Provided text:

# What about Tibbet?



## ScottK (Dec 23, 2021)

We've had alot of baritone talk from Posa to Rigoletto to Warren and "are they really tenors?" The name I don't remember hearing mentioned is Lawrence Tibbet.

Late enough to have recorded electronically and have the beauty in his voice very apparent, he long ago became a favorite of mine. I didn't go back and listen to alot of cuts for the virtues I would mention but this "Eri Tu" brought back that rich natural sound, great alternation between declamation and lyricism and always the sense that he is a living human being really speaking this.

Any one else hear what I hear?....or something else?


----------



## Woodduck (Mar 17, 2014)

Scott, this thread appears in duplicate. Better contact a mod and ask to have one of them deleted, or chaos will reign!


----------



## BalalaikaBoy (Sep 25, 2014)

Yes. He is a lighter baritone, but that's definitely a baritone timbre and tessitura.


----------



## Woodduck (Mar 17, 2014)

I think Tibbett was the finest baritone America ever produced, maybe the only one on a par with the Golden Age Italians.


----------



## BalalaikaBoy (Sep 25, 2014)

Woodduck said:


> I think Tibbett was the finest baritone America ever produced, maybe the only one on a par with the Golden Age Italians.


Better than Warren, Merrill and MacNeil?


----------



## vivalagentenuova (Jun 11, 2019)

BalalaikaBoy said:


> Better than Warren, Merrill and MacNeil?


Much. Merrill is the only one who comes close, and that's primarily for beauty of sound.


----------



## nina foresti (Mar 11, 2014)

It's Tibbett.


----------



## Woodduck (Mar 17, 2014)

BalalaikaBoy said:


> Better than Warren, Merrill and MacNeil?


Uh huh. ..................


----------



## Bonetan (Dec 22, 2016)

Written exercise A: Shift every answer coordinate in the entries by adding 134 to it, starting with the line that contains "Could you please pick out the green" and going on through the end of the entries, and write out only those lines again with all of them included. Leave the sample coordinates as they are.

Data supplied:
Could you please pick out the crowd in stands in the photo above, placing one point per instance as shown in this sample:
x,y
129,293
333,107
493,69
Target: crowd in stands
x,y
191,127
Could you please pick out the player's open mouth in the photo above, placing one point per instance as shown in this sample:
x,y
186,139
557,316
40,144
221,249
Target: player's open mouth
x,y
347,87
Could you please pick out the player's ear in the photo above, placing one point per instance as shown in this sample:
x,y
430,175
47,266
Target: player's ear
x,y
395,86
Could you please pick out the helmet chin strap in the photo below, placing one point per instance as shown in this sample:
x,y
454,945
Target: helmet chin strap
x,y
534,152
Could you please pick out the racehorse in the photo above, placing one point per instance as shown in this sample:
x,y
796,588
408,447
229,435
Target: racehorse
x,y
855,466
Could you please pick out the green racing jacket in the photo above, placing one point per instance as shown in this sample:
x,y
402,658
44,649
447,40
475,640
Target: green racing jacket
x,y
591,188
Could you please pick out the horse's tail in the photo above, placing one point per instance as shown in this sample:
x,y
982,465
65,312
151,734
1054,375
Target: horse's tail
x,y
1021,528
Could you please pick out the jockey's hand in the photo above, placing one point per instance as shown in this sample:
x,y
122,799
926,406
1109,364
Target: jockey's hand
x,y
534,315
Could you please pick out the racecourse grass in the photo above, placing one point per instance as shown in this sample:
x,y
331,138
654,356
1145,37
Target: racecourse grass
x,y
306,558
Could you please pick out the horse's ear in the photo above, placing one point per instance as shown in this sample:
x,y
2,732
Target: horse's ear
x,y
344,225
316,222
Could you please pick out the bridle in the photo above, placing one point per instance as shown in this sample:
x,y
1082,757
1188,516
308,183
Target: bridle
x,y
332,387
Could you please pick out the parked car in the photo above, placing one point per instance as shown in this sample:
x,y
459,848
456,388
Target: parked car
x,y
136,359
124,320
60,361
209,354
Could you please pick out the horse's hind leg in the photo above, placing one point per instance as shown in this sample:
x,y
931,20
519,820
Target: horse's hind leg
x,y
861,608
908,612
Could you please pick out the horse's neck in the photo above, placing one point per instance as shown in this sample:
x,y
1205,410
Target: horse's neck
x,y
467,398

Written exercise B: Rewrite the forum thread starting with "## ScottK (Dec" and going on through "hear?....or something else?", putting "top pick" wherever "favorite" appears.

Task result A:
Could you please pick out the green racing jacket in the photo above, placing one point per instance as shown in this sample:
x,y
402,658
44,649
447,40
475,640
Target: green racing jacket
x,y
725,322
Could you please pick out the horse's tail in the photo above, placing one point per instance as shown in this sample:
x,y
982,465
65,312
151,734
1054,375
Target: horse's tail
x,y
1155,662
Could you please pick out the jockey's hand in the photo above, placing one point per instance as shown in this sample:
x,y
122,799
926,406
1109,364
Target: jockey's hand
x,y
668,449
Could you please pick out the racecourse grass in the photo above, placing one point per instance as shown in this sample:
x,y
331,138
654,356
1145,37
Target: racecourse grass
x,y
440,692
Could you please pick out the horse's ear in the photo above, placing one point per instance as shown in this sample:
x,y
2,732
Target: horse's ear
x,y
478,359
450,356
Could you please pick out the bridle in the photo above, placing one point per instance as shown in this sample:
x,y
1082,757
1188,516
308,183
Target: bridle
x,y
466,521
Could you please pick out the parked car in the photo above, placing one point per instance as shown in this sample:
x,y
459,848
456,388
Target: parked car
x,y
270,493
258,454
194,495
343,488
Could you please pick out the horse's hind leg in the photo above, placing one point per instance as shown in this sample:
x,y
931,20
519,820
Target: horse's hind leg
x,y
995,742
1042,746
Could you please pick out the horse's neck in the photo above, placing one point per instance as shown in this sample:
x,y
1205,410
Target: horse's neck
x,y
601,532

Task result B:
## ScottK (Dec 23, 2021)

We've had alot of baritone talk from Posa to Rigoletto to Warren and "are they really tenors?" The name I don't remember hearing mentioned is Lawrence Tibbet.

Late enough to have recorded electronically and have the beauty in his voice very apparent, he long ago became a top pick of mine. I didn't go back and listen to alot of cuts for the virtues I would mention but this "Eri Tu" brought back that rich natural sound, great alternation between declamation and lyricism and always the sense that he is a living human being really speaking this.

Any one else hear what I hear?....or something else?